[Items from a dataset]
--- start ---

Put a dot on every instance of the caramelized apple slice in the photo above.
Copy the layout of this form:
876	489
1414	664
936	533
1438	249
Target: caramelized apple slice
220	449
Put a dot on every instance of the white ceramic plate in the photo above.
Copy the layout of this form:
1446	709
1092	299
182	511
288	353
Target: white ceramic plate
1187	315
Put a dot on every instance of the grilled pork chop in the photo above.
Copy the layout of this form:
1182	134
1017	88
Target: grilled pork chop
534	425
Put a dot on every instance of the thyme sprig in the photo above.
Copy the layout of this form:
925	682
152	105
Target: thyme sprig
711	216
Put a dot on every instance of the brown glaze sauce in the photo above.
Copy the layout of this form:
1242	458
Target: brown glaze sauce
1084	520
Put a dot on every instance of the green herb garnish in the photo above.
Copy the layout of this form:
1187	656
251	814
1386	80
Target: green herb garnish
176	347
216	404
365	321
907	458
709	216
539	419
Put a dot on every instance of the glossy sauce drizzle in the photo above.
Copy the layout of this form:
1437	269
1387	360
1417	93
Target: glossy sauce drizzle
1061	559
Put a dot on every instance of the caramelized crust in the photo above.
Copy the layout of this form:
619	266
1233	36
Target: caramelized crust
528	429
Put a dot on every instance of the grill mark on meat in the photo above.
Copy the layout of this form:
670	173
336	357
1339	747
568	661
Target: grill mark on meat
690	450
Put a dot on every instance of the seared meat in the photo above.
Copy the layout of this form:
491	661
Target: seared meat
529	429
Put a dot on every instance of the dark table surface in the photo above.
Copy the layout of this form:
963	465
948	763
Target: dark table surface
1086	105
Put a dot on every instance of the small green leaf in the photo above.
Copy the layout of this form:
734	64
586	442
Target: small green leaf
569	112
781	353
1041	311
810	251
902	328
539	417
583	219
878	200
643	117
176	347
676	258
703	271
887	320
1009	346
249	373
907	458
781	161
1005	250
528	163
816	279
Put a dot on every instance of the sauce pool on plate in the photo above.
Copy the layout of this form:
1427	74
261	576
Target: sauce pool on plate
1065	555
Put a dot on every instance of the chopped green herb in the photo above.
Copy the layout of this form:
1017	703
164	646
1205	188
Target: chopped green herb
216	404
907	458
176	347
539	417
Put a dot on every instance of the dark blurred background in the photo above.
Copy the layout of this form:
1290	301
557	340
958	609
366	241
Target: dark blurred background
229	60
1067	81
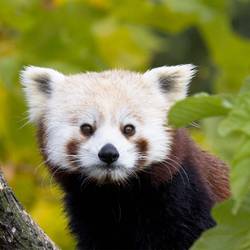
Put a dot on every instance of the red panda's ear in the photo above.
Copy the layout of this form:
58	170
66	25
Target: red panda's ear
172	80
38	86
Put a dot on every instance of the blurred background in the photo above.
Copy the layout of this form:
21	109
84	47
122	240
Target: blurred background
94	35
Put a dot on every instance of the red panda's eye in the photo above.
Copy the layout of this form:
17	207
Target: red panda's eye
129	130
87	129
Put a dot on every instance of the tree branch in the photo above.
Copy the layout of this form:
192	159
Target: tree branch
17	229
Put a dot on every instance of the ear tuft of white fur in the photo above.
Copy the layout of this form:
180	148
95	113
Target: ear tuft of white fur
38	84
173	80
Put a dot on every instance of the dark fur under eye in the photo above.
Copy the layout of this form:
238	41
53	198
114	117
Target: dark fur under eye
87	129
129	130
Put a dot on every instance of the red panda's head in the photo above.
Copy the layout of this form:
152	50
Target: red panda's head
105	125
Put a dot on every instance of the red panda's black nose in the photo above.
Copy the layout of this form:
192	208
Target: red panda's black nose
108	154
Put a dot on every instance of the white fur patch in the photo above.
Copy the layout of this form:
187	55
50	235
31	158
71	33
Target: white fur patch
108	101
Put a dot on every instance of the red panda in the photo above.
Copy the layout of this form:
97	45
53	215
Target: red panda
130	181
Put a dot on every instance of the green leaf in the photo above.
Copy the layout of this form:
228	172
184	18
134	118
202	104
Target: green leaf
238	119
197	107
232	231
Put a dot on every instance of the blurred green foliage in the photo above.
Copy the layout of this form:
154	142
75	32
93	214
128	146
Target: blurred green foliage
81	35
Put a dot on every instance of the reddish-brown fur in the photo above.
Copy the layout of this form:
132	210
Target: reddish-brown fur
213	172
142	148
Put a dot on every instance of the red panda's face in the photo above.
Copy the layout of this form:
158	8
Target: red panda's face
106	125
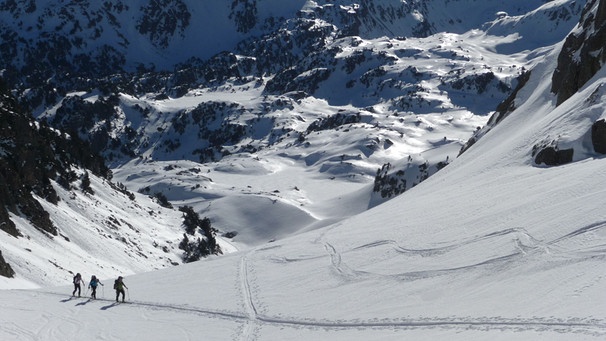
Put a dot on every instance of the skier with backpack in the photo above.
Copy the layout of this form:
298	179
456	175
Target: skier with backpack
94	282
77	280
119	287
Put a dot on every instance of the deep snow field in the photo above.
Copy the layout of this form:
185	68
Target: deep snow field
491	247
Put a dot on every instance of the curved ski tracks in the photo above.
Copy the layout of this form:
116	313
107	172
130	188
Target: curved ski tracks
252	320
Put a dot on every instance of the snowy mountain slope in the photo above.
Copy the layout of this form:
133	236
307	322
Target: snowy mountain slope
391	112
493	246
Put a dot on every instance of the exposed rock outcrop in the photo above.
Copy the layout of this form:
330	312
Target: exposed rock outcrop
583	52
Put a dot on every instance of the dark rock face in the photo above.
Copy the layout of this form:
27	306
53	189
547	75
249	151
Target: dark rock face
583	52
163	19
5	268
598	136
31	155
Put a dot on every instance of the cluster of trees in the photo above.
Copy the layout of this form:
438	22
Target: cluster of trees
199	239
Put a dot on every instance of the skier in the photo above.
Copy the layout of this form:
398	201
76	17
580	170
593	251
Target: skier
94	281
119	286
77	281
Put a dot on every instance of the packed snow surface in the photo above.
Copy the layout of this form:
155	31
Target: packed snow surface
492	247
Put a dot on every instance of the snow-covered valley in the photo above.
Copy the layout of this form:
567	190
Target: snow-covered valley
487	244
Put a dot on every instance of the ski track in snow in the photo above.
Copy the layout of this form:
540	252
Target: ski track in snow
252	320
251	310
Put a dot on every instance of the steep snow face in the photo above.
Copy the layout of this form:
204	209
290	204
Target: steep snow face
313	118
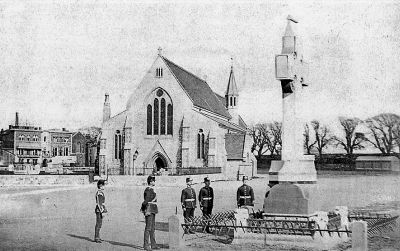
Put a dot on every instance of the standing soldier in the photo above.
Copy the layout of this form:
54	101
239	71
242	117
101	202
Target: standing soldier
100	209
206	200
149	209
188	201
245	194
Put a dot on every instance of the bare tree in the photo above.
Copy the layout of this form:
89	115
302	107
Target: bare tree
267	137
322	136
352	140
308	143
383	129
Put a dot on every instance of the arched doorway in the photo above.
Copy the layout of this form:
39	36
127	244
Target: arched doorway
159	164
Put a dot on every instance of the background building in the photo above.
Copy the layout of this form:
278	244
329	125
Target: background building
57	143
23	142
79	148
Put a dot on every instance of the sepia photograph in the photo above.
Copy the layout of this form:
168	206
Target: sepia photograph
200	125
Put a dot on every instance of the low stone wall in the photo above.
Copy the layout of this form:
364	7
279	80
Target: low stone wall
117	180
43	180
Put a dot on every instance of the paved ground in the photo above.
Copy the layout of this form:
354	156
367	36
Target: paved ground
63	218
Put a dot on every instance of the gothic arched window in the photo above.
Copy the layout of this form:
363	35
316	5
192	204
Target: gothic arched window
159	113
162	117
200	144
149	119
169	119
118	145
156	116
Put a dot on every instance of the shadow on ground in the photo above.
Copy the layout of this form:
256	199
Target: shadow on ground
115	243
161	226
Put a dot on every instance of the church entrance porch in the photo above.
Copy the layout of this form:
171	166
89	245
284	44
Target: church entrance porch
160	165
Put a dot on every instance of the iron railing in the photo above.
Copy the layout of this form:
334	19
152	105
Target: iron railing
225	222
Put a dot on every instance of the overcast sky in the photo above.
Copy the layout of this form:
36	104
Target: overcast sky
58	58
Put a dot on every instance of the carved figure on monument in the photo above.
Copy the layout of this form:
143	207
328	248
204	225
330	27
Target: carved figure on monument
295	174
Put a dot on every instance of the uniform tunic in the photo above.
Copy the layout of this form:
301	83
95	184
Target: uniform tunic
149	205
245	196
99	210
188	198
100	202
206	197
188	201
149	209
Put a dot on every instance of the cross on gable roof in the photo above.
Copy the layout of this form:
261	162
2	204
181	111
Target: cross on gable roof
198	90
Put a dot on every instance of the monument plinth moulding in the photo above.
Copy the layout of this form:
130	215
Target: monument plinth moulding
294	177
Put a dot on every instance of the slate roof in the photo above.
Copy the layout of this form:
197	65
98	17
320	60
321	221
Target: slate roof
234	145
226	124
220	98
242	123
198	90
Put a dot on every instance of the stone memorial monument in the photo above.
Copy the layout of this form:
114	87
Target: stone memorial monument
294	177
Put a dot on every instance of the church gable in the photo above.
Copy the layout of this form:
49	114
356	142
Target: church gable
198	90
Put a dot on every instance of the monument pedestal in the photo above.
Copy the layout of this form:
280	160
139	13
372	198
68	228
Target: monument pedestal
294	185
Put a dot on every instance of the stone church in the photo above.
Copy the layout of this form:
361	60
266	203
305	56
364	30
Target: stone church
175	124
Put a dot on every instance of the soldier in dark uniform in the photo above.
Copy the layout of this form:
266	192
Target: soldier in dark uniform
188	200
100	210
206	200
245	194
149	209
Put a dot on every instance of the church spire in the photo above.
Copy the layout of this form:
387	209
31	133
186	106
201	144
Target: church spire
231	89
289	43
106	108
232	97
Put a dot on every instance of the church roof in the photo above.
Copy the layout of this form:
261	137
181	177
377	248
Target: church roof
198	90
234	145
232	88
226	124
242	123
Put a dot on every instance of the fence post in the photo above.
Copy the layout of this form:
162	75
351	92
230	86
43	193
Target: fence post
359	236
175	233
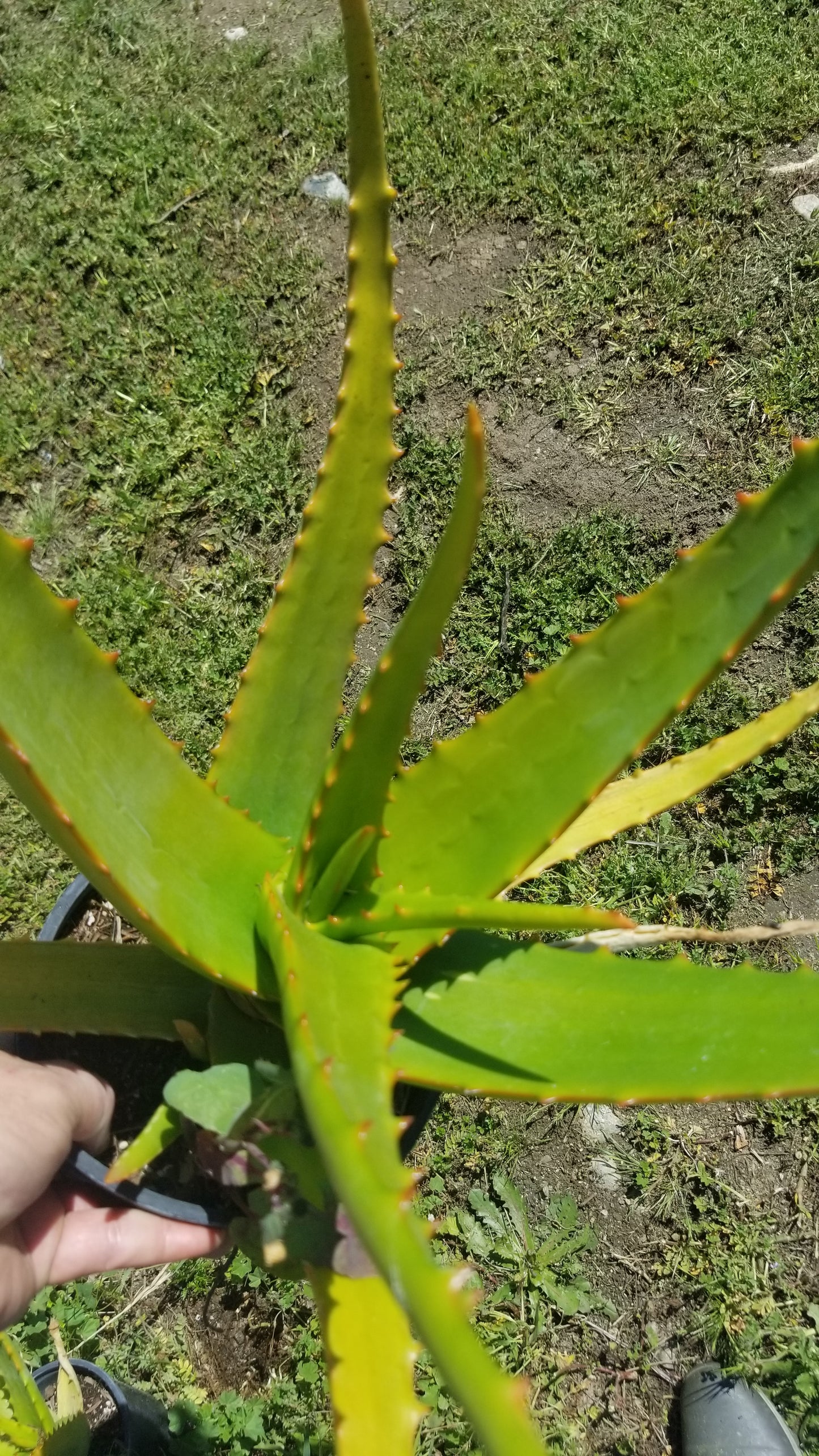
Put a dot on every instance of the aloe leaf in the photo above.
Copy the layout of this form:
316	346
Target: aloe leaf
70	1437
639	797
483	807
24	1437
161	1130
401	912
337	1004
113	991
94	768
363	765
280	727
69	1393
18	1388
334	880
238	1033
490	1017
371	1357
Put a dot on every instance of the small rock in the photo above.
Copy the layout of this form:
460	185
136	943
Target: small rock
327	187
602	1129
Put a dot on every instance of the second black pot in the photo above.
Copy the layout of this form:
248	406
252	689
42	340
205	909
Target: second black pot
141	1424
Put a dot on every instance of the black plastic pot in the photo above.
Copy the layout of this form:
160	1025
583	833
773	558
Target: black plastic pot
142	1421
85	1170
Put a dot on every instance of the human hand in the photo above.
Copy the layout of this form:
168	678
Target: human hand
50	1235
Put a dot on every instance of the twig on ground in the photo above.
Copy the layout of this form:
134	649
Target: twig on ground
804	165
661	934
192	197
149	1289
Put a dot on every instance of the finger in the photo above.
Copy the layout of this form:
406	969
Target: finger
45	1109
94	1241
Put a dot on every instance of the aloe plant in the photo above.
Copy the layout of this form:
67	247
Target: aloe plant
27	1423
322	922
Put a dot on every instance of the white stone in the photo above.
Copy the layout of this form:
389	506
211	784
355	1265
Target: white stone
327	187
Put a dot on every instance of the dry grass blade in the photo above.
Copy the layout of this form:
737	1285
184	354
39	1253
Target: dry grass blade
664	934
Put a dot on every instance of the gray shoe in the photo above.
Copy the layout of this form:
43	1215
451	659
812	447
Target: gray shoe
722	1416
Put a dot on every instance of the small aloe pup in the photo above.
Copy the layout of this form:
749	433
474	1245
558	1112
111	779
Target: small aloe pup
27	1423
321	920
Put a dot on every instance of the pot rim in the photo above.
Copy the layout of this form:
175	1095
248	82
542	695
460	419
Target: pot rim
80	1167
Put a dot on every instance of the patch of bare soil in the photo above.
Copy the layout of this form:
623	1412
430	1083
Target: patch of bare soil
286	25
611	1379
101	1413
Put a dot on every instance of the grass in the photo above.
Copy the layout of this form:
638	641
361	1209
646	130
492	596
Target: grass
152	440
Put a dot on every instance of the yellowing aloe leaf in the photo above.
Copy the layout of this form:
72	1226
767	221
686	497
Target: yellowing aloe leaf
491	1017
280	727
371	1356
483	807
337	1004
18	1388
639	797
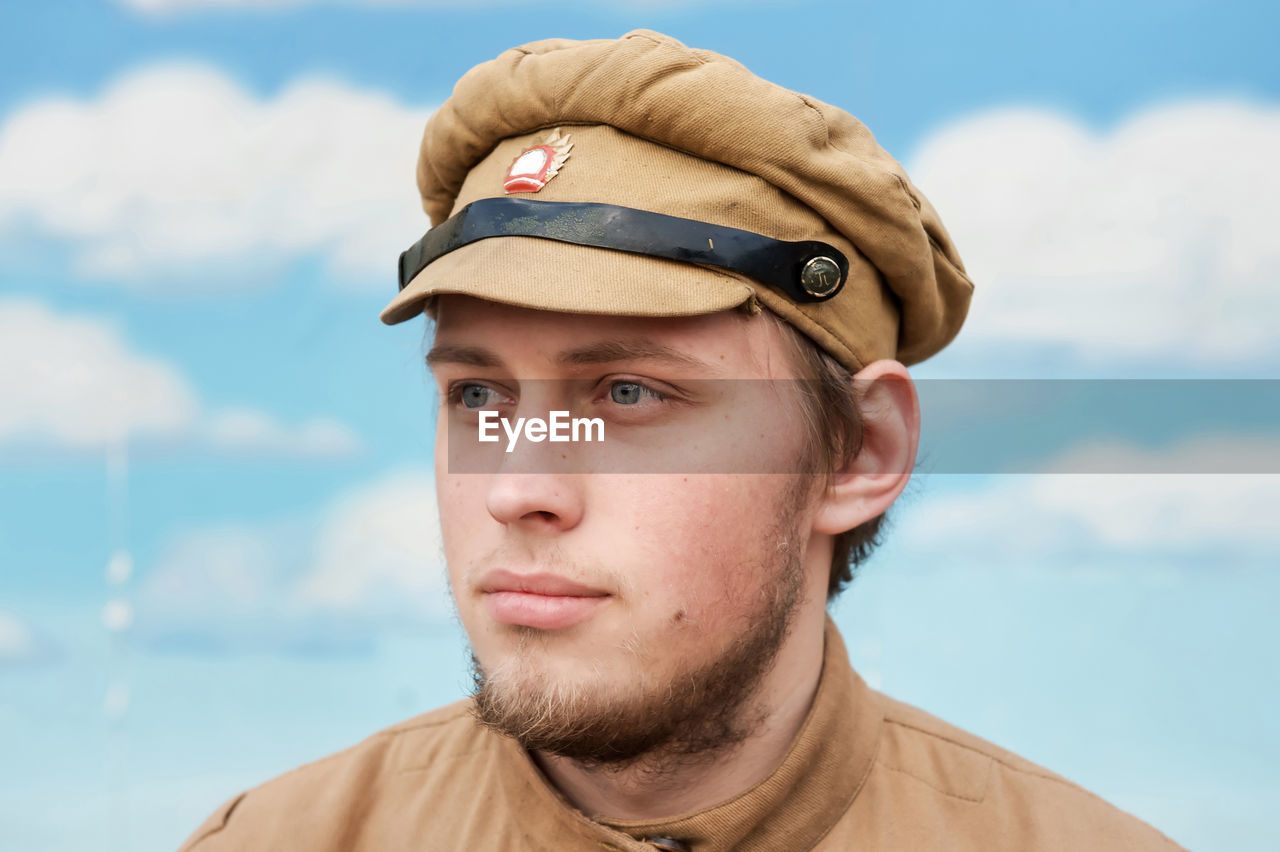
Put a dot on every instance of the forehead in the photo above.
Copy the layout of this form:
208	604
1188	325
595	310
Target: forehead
727	344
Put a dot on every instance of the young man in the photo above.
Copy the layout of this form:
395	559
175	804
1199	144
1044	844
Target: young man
726	276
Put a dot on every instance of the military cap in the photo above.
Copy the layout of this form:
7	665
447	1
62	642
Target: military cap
595	177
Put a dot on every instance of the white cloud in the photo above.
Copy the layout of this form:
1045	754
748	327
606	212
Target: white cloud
172	7
369	560
19	642
74	383
177	177
252	433
373	549
1153	241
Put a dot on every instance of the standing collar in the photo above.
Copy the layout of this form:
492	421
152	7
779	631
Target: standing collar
792	807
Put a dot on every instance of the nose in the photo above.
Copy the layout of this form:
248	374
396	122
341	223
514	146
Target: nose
540	503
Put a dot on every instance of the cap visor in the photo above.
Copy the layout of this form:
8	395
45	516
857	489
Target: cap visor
551	275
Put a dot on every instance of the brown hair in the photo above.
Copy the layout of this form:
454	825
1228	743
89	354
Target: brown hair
831	408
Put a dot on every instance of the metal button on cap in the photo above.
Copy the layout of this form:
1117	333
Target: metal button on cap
821	276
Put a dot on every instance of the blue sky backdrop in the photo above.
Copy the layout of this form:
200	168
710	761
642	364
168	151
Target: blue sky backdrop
218	548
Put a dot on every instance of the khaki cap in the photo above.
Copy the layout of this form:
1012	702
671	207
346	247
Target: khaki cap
663	128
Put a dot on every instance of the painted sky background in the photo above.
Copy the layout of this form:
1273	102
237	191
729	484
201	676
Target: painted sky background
218	555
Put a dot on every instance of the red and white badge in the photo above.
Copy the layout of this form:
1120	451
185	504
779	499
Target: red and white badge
535	166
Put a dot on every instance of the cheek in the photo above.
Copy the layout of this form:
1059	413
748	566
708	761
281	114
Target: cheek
703	546
462	514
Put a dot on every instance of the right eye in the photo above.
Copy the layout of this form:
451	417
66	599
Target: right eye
472	395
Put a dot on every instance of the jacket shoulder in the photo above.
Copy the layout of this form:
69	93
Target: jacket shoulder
337	783
1020	798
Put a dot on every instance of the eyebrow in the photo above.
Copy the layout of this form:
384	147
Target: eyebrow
611	351
467	356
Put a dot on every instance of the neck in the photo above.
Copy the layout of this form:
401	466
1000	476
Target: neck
659	786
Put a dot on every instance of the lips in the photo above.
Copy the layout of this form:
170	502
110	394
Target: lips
543	601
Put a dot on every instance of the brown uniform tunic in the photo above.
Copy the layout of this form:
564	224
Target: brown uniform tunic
864	773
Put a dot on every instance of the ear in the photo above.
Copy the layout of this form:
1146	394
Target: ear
868	485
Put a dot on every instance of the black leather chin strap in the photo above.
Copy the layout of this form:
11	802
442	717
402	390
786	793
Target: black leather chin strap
807	271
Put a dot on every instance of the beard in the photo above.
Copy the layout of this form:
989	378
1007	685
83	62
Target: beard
703	710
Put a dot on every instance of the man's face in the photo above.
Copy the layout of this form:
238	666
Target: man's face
621	613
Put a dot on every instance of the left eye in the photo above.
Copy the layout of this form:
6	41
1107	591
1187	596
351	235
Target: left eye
476	395
629	393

--- end ---

> **Exercise task**:
Make an exact copy of every line from the one with "Put a dot on every instance of the painted" to the end of the data, with the first and last of those lines included.

> **Result**:
Put a dot on every instance of the painted sky background in the photo above.
Copy the layout of this form:
1273	102
237	191
729	484
201	676
Target: painted sky background
218	555
Put a dot on every instance of the red and white badge in the photo above.
Copy the layout of this form:
1120	451
185	504
779	499
Target: red and white badge
535	166
Put a dot on every instance of the cheek in the photo above.
Copy the layout of this form:
1059	413
748	566
708	761
281	114
Target: cheek
703	546
462	514
Put a dot on every instance of the right eye in the photo above.
Copy the layout of this form:
451	417
66	599
Target: right eye
472	395
Put a dot on every instance of the jacket shoulder in the photo above.
Copy the layout of this form:
69	93
Target: jacket shoulder
337	783
1020	798
Put a dot on every instance of the eyebrow in the photo above.
Copy the layout of this form:
384	147
Target: eyebrow
611	351
467	356
Put a dot on every instance of the neck in the photo above.
Copy the layout of this form:
401	466
1000	476
Target: neck
659	786
Put a dot on every instance of the lips in the photo above.
Copy the layout of this form:
170	502
110	394
Target: lips
543	601
Put a dot on every instance of the brown uniform tunic in the photo above.
Copy the layout of this form:
564	224
Target: brown uniform tunic
864	773
Put a dot on every instance of the ear in the photo above.
Copy the layout of this form:
1146	394
Target: ear
868	485
Put a dot on every instance of the black leather chin strap in the photo above.
Copy the layout of this form:
11	802
442	717
402	390
786	793
Target: black leather chin strap
807	271
Put a dot on every instance of the beard in the photo above.
Copy the layout of this form:
989	378
1007	685
83	62
Target: beard
703	710
Put a dot on every instance of the man's face in the photo above.
Copy the layout of this form:
238	666
Target: man's face
621	613
Put a dot on every instance of the left eye in the photo above.
Copy the layout of this form:
6	41
1107	591
1187	596
351	235
Target: left eye
476	395
629	393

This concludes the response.